[Opening SOURCE RECORDS section]

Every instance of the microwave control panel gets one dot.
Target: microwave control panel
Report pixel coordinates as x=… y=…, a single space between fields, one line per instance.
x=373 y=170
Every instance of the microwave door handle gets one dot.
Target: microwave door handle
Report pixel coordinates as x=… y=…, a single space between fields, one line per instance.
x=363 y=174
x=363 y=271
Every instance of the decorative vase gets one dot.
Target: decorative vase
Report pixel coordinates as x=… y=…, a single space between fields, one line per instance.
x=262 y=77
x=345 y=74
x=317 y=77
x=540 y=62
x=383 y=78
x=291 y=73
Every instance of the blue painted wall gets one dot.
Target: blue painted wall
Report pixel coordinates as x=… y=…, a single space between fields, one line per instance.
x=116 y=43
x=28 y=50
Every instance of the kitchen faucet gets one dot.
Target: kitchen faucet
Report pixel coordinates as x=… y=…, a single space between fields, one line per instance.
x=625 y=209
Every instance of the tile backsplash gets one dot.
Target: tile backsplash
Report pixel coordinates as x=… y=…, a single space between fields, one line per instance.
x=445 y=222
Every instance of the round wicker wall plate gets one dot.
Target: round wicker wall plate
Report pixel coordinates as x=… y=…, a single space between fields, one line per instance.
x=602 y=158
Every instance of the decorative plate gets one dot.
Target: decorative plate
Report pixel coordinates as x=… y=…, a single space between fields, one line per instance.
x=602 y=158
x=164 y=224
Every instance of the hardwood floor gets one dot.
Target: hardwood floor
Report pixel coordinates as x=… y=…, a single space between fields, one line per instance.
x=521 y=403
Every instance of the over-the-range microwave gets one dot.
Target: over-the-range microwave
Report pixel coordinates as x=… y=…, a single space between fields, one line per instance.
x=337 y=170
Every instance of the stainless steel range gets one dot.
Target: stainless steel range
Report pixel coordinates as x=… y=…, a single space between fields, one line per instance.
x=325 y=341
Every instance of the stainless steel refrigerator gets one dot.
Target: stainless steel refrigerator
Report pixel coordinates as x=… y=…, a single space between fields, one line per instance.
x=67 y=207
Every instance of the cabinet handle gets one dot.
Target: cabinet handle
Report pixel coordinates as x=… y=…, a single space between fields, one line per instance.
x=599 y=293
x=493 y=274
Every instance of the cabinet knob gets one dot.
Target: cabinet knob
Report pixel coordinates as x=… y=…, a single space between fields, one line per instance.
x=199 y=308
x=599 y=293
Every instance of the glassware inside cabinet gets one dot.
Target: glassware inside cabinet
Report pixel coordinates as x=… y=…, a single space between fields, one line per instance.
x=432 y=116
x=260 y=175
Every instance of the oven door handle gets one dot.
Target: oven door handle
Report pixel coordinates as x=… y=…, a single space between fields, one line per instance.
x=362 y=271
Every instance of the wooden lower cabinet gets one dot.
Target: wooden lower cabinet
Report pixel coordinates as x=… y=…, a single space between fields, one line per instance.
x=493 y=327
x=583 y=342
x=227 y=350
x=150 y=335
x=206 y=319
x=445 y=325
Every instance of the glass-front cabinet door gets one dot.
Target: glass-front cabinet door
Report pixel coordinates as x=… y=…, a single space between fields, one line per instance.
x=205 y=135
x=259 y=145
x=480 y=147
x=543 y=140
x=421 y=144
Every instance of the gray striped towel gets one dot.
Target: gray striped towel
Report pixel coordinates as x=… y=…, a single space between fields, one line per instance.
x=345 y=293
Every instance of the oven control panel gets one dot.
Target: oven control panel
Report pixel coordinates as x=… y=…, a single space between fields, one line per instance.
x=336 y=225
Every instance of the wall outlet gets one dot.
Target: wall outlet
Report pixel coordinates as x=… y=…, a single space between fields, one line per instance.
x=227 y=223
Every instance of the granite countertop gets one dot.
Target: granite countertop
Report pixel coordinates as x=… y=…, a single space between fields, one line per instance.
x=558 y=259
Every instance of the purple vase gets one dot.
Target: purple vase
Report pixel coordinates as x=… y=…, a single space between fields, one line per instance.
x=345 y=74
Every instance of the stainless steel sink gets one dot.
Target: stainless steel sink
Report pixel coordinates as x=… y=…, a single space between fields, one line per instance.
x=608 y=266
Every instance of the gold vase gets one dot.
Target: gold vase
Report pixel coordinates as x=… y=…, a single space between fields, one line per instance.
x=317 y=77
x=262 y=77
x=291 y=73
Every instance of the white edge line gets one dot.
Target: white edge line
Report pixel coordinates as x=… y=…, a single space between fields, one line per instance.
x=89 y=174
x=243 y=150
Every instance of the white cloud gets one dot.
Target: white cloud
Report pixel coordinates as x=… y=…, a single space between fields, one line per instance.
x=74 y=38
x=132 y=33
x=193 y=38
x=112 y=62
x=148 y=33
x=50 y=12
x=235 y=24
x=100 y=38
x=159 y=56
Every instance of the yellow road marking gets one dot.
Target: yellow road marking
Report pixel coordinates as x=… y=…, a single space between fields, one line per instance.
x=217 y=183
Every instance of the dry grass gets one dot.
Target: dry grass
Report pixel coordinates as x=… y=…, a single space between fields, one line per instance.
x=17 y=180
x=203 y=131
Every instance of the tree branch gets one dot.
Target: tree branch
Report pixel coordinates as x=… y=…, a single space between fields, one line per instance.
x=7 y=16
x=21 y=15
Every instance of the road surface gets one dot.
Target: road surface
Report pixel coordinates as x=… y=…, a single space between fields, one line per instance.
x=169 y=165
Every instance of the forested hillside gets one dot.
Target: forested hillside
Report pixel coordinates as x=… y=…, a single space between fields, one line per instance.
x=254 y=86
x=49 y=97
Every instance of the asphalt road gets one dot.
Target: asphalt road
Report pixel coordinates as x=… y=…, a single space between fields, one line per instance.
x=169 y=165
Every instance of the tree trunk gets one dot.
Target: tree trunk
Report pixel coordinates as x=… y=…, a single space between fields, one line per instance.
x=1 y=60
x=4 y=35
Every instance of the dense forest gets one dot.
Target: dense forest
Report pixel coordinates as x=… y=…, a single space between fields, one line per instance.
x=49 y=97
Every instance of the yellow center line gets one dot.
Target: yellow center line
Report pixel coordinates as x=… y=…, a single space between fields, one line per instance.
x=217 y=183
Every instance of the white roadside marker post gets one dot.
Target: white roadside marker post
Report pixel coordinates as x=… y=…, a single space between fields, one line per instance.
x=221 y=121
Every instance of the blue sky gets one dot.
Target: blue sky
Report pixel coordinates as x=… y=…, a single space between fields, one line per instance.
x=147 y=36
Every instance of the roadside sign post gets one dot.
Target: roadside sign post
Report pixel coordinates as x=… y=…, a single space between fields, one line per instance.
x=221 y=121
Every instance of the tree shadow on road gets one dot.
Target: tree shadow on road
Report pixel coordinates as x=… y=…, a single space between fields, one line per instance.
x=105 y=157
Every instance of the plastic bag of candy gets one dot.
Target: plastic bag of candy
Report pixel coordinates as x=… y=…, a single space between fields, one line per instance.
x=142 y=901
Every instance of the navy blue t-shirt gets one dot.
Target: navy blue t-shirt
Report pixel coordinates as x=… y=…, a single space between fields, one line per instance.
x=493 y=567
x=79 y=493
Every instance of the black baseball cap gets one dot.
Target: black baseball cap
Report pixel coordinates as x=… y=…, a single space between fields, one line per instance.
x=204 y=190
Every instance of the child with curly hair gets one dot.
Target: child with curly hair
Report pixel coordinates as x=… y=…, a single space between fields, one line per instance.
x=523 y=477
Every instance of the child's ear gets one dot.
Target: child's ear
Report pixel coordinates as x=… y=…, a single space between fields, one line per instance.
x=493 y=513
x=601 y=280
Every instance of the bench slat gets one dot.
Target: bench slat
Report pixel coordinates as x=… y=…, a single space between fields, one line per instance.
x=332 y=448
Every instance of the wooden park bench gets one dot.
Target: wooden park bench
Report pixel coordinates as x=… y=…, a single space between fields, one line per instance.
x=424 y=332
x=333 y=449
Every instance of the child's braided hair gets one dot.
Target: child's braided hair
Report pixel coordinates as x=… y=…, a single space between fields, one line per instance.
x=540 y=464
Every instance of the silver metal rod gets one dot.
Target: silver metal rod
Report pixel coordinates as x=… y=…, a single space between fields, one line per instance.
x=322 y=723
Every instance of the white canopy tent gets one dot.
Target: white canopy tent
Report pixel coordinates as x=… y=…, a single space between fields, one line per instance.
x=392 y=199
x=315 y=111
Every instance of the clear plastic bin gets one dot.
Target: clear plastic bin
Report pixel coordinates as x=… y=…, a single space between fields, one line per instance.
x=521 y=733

[Closing SOURCE RECORDS section]

- **EXERCISE DESCRIPTION**
Once you find the line with "Every instance of the gold vase gets one dot." in the entries above, output it and each line after it up to and including the line with "Every instance of the dense", and nothing else.

- **RESULT FOR THIS EXERCISE**
Every instance of the gold vase gets one dot.
Target: gold vase
Report pixel coordinates as x=… y=…, a single space between fields, one line per instance.
x=317 y=77
x=262 y=77
x=291 y=73
Every instance of the white edge line gets one dot.
Target: white edge line
Report pixel coordinates as x=… y=…, a single space between fields, one line per instance.
x=89 y=174
x=243 y=150
Every instance of the white cloud gets one dot.
Target: white cloud
Report pixel coordinates as x=… y=…, a single space between fields, one line per instance.
x=74 y=38
x=132 y=33
x=193 y=38
x=112 y=62
x=148 y=33
x=50 y=12
x=235 y=24
x=100 y=38
x=159 y=56
Every instance of the yellow road marking gets one dot.
Target: yellow road marking
Report pixel coordinates as x=… y=…, a single space between fields, one line per instance.
x=217 y=183
Every instance of the dry grass gets one dot.
Target: dry grass
Report pixel coordinates as x=… y=…, a single space between fields, one line per instance.
x=17 y=180
x=203 y=131
Every instance of the tree branch gets one dot.
Target: tree branch
Report pixel coordinates as x=… y=…, a single space between fields, one line per instance.
x=7 y=16
x=21 y=15
Every instance of the road surface gets one dot.
Target: road surface
Report pixel coordinates as x=… y=…, a single space between fields, one line per instance.
x=169 y=165
Every instance of the forested hillside gets one dot.
Target: forested hillside
Report pixel coordinates as x=… y=…, a single space between fields, one line per instance.
x=254 y=86
x=49 y=97
Every instance of the asphalt road gets one dot.
Target: asphalt road
Report pixel coordinates as x=… y=…, a single space between fields, one line per instance.
x=169 y=165
Every instance of the tree trunk gets one dot.
Target: tree trunk
Report pixel coordinates as x=… y=…, a single space between fields, one line per instance.
x=1 y=60
x=4 y=35
Every instance of the dense forest gets one dot.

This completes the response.